__Task objective__:
Rewrite every line of the items from the line containing "target | black trash bin" through the end of the items, both ends included and requests kept. Scale each point coordinate in the answers by 1.5 and round to whole numbers, with halves rounding up, but leave the numbers in the requests and their format samples unchanged.

(Collected data entries)
-------
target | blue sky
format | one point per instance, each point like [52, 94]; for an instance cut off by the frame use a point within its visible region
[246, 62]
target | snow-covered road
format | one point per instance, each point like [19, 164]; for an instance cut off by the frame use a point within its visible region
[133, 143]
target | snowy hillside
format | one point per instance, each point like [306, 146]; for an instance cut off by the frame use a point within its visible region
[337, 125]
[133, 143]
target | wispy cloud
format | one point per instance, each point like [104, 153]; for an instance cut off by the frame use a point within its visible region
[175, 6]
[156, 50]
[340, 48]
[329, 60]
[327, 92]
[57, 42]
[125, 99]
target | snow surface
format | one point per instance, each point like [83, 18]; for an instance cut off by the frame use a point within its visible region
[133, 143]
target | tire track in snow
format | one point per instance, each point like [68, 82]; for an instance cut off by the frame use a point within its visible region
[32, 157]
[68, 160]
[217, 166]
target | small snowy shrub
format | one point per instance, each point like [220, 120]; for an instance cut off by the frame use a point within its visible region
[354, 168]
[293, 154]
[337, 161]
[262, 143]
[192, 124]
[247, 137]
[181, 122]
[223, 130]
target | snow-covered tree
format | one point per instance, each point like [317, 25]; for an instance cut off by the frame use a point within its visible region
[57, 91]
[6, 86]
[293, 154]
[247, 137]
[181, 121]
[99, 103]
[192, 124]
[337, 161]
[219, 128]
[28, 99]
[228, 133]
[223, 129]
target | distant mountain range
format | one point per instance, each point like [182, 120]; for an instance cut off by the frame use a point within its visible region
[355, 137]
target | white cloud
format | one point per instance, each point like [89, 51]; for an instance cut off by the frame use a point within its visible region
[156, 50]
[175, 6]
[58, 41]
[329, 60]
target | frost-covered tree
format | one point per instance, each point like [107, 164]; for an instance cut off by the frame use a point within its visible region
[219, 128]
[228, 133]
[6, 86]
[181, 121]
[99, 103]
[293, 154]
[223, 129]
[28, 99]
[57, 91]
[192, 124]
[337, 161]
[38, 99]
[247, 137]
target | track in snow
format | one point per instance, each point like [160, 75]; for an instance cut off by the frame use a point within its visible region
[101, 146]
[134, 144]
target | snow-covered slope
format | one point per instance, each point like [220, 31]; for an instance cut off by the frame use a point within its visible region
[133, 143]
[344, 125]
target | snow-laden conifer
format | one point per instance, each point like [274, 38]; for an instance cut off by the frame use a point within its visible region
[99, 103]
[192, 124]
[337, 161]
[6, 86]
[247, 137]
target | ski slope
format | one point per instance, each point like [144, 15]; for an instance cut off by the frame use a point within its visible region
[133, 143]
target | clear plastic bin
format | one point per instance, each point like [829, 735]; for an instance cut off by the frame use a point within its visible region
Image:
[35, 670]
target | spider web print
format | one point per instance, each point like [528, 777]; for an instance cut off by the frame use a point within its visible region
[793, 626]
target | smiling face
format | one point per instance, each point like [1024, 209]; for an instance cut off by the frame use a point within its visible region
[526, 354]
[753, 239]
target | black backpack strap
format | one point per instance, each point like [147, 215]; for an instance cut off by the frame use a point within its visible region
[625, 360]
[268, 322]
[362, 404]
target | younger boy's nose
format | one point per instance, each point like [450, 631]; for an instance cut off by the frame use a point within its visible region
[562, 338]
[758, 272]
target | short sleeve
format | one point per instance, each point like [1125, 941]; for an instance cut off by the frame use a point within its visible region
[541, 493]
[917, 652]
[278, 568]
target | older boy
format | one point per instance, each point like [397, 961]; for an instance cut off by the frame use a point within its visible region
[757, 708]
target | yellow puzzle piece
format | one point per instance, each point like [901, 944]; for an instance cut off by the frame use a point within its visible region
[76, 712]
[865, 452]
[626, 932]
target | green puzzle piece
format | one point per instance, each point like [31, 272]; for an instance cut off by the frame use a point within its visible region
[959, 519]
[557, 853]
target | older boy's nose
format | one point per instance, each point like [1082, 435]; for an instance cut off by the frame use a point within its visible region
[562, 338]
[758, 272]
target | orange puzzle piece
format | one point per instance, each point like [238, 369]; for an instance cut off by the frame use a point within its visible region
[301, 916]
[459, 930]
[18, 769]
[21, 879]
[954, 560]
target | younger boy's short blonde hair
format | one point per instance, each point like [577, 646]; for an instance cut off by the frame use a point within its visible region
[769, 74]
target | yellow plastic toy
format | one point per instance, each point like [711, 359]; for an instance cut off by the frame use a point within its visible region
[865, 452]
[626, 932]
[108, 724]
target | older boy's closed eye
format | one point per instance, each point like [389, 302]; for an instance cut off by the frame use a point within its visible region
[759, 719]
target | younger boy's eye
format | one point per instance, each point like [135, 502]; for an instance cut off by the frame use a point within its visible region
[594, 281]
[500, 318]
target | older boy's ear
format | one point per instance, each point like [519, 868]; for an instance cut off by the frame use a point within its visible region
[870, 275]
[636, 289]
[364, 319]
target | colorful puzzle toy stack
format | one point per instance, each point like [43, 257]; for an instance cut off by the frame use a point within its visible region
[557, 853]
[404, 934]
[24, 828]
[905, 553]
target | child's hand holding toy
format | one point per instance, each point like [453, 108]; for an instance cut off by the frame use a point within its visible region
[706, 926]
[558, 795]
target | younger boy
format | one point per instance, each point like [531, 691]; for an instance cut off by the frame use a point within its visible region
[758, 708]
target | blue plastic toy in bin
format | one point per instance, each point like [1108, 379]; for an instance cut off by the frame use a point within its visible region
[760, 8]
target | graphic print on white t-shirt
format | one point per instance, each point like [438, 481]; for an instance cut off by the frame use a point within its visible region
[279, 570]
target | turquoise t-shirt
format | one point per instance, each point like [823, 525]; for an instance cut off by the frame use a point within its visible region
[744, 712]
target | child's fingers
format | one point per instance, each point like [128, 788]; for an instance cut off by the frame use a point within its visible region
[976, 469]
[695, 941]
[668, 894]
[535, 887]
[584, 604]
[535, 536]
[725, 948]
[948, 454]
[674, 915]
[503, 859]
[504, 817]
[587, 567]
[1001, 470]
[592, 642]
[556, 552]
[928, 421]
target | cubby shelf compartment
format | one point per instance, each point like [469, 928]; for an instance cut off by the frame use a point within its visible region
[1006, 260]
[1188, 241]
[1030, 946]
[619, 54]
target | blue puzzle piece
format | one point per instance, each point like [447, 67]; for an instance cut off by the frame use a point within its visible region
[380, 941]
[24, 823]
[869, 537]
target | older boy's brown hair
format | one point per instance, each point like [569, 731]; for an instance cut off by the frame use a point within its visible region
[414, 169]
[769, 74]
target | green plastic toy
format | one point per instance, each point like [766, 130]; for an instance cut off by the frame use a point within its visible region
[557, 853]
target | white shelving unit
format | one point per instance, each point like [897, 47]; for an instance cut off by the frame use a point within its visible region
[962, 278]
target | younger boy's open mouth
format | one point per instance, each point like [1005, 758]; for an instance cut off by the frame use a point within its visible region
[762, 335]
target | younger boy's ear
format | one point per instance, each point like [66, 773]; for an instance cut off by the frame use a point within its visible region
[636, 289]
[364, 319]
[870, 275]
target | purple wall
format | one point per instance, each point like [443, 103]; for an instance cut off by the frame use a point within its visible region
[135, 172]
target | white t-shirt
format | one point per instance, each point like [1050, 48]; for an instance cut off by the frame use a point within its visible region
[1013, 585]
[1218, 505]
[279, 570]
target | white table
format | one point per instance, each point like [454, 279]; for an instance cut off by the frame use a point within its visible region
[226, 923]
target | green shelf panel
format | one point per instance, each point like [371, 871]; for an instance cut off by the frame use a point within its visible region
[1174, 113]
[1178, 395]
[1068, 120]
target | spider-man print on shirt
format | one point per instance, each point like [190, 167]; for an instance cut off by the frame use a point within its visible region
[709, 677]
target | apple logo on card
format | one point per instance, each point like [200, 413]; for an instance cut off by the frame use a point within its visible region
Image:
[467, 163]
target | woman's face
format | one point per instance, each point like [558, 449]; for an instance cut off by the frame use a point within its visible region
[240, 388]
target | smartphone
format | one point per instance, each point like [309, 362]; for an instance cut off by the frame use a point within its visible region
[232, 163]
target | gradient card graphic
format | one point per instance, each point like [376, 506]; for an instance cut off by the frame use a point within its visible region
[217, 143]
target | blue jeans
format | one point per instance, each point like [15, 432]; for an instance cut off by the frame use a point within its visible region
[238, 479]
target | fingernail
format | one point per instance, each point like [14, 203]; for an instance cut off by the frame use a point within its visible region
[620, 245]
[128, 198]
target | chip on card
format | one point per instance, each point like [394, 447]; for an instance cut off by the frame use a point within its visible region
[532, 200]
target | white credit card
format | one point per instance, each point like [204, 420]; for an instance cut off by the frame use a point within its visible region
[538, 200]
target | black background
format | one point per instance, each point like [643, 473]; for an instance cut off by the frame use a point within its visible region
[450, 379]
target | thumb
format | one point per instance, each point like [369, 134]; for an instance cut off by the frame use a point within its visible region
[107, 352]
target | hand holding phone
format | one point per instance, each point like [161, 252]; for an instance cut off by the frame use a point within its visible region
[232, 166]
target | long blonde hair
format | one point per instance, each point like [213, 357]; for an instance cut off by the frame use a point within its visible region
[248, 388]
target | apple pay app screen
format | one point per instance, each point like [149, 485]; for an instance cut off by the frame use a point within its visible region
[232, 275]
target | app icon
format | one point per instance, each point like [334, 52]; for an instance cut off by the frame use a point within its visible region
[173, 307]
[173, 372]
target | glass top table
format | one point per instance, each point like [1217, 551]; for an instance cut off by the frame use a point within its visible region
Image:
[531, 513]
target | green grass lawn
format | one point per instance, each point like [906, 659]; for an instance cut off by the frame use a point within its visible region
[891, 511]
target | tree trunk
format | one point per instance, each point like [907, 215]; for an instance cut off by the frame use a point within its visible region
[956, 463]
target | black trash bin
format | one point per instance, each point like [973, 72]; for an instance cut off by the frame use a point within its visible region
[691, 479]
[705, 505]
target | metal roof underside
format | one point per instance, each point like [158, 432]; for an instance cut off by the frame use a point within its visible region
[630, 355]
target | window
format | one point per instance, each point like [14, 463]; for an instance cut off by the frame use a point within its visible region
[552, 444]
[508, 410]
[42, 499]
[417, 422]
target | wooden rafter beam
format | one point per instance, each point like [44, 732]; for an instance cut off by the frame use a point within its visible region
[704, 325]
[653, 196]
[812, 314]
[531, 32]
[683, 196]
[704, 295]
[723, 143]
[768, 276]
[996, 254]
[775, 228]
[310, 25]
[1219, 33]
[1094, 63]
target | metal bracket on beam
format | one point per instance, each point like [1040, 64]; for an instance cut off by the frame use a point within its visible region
-------
__Solution for this problem__:
target | black trash bin
format | one point per instance, each point like [973, 72]; for an instance cut off by the frame use a point within its visible region
[1037, 719]
[1058, 758]
target | metal roof underside
format | one point per instance, each point like [158, 432]; for an instance cut off by the frame use a point within its visible region
[945, 533]
target | window
format | one point per instance, each point like [14, 463]; for an instance cut off by the frame use a point within its visible region
[828, 666]
[762, 615]
[63, 749]
[626, 633]
target | wooden rafter beam
format | one point per instance, each point like [44, 732]; for an instance cut off by the frame use a point within its visible region
[1056, 488]
[980, 294]
[1218, 471]
[797, 48]
[1025, 294]
[1056, 443]
[1085, 215]
[1152, 414]
[1494, 381]
[1163, 342]
[465, 38]
[1829, 50]
[1641, 95]
target | metal bracket on beam
format | one point per instance, each point like [1040, 64]; for an instance cut off by the frame use a point within its visible region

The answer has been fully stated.